#### INSTRUCTIONS FOR THE TASK:
If a line in the records below contains "jacket", copy that line.

[RECORD EXCERPTS]

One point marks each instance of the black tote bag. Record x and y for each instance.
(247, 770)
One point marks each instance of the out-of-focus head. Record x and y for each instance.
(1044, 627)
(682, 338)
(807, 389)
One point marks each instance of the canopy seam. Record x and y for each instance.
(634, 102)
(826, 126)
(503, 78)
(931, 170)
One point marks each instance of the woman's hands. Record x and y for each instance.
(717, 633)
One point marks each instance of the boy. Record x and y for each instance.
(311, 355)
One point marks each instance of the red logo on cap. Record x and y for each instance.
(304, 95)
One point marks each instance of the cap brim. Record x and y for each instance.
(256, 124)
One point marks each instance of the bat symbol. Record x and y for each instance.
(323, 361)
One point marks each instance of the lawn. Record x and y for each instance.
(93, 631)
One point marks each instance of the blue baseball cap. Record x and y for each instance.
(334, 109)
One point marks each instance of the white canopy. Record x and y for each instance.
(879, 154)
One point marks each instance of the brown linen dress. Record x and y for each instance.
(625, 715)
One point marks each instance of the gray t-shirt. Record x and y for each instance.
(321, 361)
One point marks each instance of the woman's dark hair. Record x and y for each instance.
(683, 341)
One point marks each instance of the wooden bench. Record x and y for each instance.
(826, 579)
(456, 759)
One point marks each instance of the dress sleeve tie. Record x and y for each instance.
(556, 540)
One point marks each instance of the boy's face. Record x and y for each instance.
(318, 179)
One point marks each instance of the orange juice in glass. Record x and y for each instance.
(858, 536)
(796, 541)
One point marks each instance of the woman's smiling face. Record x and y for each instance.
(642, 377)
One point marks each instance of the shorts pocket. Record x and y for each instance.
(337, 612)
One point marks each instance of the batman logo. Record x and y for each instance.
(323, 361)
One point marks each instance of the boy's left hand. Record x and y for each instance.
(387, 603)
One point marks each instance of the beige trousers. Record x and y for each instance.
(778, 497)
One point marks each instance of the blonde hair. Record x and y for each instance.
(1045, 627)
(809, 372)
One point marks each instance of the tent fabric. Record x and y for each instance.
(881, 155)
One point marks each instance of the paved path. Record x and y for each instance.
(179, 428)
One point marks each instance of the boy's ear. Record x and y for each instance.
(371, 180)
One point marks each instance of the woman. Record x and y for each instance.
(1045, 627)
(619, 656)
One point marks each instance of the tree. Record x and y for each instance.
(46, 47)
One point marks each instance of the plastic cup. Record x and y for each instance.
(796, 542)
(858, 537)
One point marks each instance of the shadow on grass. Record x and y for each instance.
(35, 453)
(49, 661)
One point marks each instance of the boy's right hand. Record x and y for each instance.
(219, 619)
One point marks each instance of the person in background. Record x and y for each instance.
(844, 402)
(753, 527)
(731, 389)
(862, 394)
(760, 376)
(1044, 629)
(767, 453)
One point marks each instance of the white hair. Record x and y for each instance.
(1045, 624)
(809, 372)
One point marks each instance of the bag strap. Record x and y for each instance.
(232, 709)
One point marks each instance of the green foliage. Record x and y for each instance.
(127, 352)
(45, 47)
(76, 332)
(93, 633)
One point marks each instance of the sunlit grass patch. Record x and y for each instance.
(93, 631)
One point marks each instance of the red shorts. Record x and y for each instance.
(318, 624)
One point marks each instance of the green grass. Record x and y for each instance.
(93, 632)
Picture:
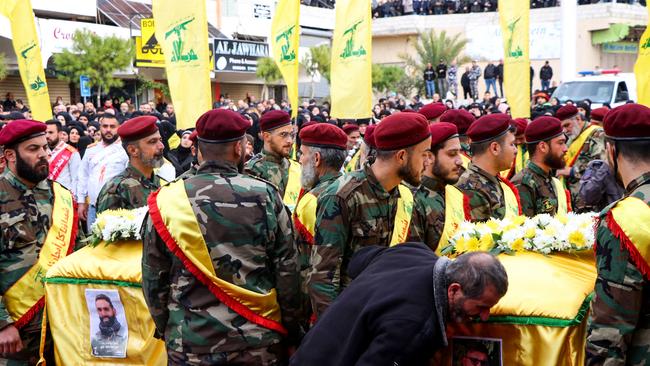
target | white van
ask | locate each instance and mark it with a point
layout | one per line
(615, 89)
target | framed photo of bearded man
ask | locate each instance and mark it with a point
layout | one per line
(109, 331)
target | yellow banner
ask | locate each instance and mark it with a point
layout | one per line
(351, 84)
(28, 53)
(285, 40)
(514, 17)
(642, 67)
(182, 31)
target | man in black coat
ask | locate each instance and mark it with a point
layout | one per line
(396, 309)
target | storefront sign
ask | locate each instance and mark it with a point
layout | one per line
(238, 56)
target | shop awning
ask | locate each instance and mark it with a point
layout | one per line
(614, 33)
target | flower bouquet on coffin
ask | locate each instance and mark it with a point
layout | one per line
(543, 234)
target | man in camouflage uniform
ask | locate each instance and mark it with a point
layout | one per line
(593, 148)
(619, 321)
(272, 164)
(26, 204)
(130, 189)
(441, 168)
(493, 149)
(360, 208)
(547, 145)
(249, 238)
(323, 152)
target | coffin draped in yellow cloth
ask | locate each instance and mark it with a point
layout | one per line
(114, 267)
(542, 319)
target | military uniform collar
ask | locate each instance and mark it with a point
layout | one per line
(638, 182)
(433, 184)
(537, 170)
(272, 157)
(217, 166)
(19, 185)
(476, 169)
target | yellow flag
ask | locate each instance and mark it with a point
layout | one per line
(285, 40)
(642, 67)
(351, 84)
(514, 17)
(182, 31)
(28, 53)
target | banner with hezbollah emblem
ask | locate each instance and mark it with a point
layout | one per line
(28, 53)
(514, 17)
(182, 31)
(642, 67)
(285, 40)
(351, 84)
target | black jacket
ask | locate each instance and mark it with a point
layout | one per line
(546, 73)
(387, 316)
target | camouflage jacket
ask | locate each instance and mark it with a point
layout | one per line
(484, 191)
(619, 321)
(428, 220)
(249, 236)
(127, 190)
(270, 167)
(536, 191)
(353, 212)
(593, 148)
(25, 218)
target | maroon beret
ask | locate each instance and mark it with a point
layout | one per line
(274, 119)
(137, 128)
(401, 130)
(20, 130)
(194, 136)
(489, 127)
(599, 114)
(433, 110)
(441, 132)
(566, 112)
(324, 135)
(349, 128)
(628, 122)
(220, 126)
(542, 129)
(520, 124)
(460, 117)
(369, 137)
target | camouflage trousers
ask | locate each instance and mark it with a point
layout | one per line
(265, 356)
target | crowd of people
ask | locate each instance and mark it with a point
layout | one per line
(310, 210)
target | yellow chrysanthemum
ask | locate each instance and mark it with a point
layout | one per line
(486, 242)
(472, 244)
(518, 245)
(577, 238)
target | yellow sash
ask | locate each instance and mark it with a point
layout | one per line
(176, 224)
(629, 221)
(403, 216)
(562, 204)
(292, 191)
(352, 164)
(512, 200)
(304, 218)
(576, 146)
(26, 297)
(454, 214)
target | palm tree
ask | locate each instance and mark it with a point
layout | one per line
(268, 71)
(431, 48)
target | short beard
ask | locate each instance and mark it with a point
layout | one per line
(309, 177)
(155, 162)
(109, 141)
(443, 174)
(554, 162)
(32, 174)
(411, 177)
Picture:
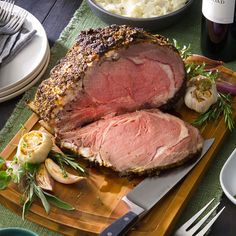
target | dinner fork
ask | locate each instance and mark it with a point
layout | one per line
(15, 23)
(187, 229)
(6, 11)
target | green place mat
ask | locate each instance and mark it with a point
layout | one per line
(186, 31)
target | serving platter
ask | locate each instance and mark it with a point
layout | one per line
(98, 199)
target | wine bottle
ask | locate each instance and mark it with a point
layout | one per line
(218, 29)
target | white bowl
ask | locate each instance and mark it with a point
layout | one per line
(228, 177)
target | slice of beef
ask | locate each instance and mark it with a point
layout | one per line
(113, 70)
(138, 142)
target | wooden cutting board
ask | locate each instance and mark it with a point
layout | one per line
(98, 199)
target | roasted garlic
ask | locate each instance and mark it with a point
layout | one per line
(201, 93)
(34, 147)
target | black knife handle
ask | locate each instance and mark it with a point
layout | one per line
(121, 226)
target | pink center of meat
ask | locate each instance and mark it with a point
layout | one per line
(144, 75)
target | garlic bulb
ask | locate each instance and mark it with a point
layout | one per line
(34, 147)
(201, 94)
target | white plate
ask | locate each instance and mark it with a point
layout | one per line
(228, 177)
(28, 86)
(28, 59)
(28, 79)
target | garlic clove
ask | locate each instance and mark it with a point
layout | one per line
(34, 147)
(43, 178)
(59, 175)
(200, 97)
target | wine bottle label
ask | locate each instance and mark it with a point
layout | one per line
(219, 11)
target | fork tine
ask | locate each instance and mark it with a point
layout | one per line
(186, 225)
(11, 6)
(20, 21)
(203, 220)
(3, 9)
(210, 223)
(6, 12)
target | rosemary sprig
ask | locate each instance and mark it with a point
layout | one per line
(69, 160)
(25, 176)
(223, 106)
(194, 70)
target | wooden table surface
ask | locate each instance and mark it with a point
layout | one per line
(54, 16)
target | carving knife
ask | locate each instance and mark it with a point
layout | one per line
(147, 193)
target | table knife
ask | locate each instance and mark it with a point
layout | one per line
(146, 194)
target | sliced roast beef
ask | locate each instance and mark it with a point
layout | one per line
(113, 70)
(137, 142)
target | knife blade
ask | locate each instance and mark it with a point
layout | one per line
(146, 194)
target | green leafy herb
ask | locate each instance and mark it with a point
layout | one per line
(223, 106)
(58, 202)
(39, 192)
(67, 159)
(2, 162)
(194, 70)
(4, 179)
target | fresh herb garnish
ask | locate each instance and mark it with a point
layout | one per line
(24, 174)
(4, 179)
(223, 106)
(194, 70)
(2, 162)
(67, 159)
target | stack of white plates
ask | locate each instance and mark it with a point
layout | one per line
(28, 66)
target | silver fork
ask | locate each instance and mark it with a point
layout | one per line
(187, 229)
(6, 11)
(14, 24)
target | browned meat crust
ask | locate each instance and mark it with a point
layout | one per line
(65, 78)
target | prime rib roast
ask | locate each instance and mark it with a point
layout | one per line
(137, 142)
(99, 100)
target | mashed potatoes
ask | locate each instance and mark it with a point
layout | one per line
(141, 8)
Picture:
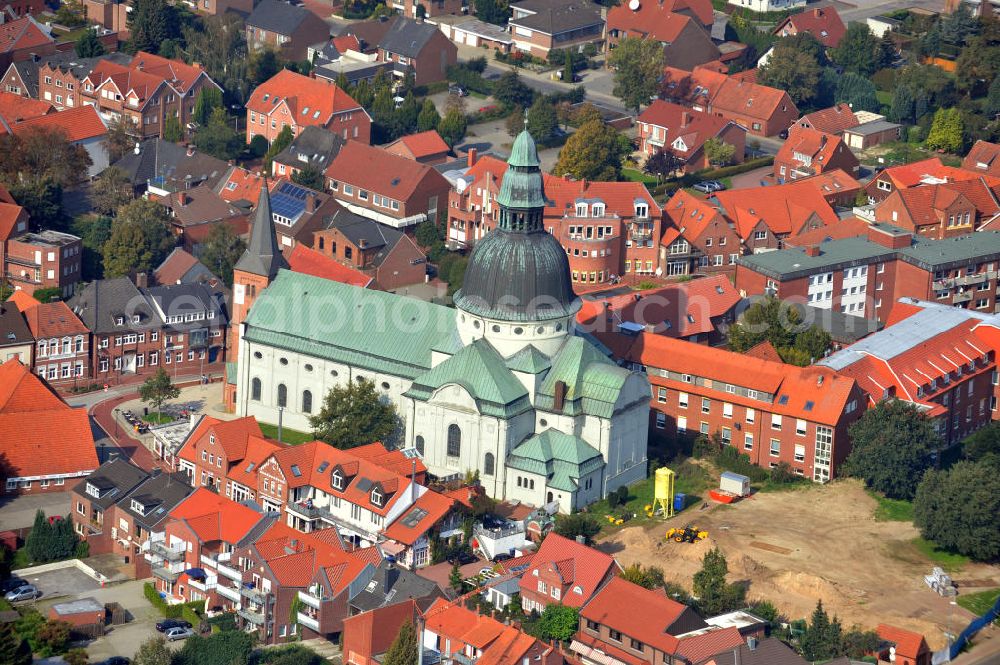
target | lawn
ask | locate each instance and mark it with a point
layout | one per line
(979, 603)
(290, 436)
(950, 561)
(892, 510)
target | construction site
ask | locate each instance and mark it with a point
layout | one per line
(813, 543)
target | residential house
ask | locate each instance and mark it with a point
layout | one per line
(808, 152)
(62, 342)
(390, 189)
(770, 411)
(541, 26)
(284, 27)
(424, 147)
(92, 500)
(823, 23)
(699, 310)
(146, 92)
(44, 260)
(81, 126)
(566, 572)
(764, 216)
(762, 110)
(382, 253)
(682, 132)
(314, 148)
(417, 47)
(45, 441)
(685, 35)
(866, 275)
(937, 357)
(291, 99)
(160, 167)
(983, 158)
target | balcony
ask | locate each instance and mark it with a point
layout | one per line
(168, 553)
(307, 621)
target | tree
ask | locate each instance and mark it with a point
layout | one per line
(280, 142)
(792, 70)
(153, 651)
(859, 51)
(88, 45)
(219, 138)
(157, 389)
(946, 131)
(638, 65)
(404, 648)
(221, 250)
(311, 177)
(890, 448)
(150, 23)
(718, 152)
(579, 524)
(140, 239)
(558, 622)
(715, 595)
(452, 127)
(493, 11)
(428, 118)
(594, 152)
(208, 99)
(959, 509)
(110, 191)
(354, 415)
(542, 121)
(14, 649)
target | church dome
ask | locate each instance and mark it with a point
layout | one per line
(519, 272)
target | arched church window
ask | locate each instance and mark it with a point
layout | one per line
(454, 441)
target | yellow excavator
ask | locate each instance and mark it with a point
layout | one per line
(687, 534)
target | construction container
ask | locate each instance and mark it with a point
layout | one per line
(734, 483)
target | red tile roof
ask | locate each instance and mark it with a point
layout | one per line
(833, 120)
(310, 101)
(823, 23)
(381, 172)
(676, 310)
(310, 262)
(79, 124)
(22, 33)
(42, 435)
(417, 146)
(577, 565)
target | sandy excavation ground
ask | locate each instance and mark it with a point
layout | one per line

[/RECORD EXCERPTS]

#### TASK RESULT:
target | black jacket
target | camouflage jacket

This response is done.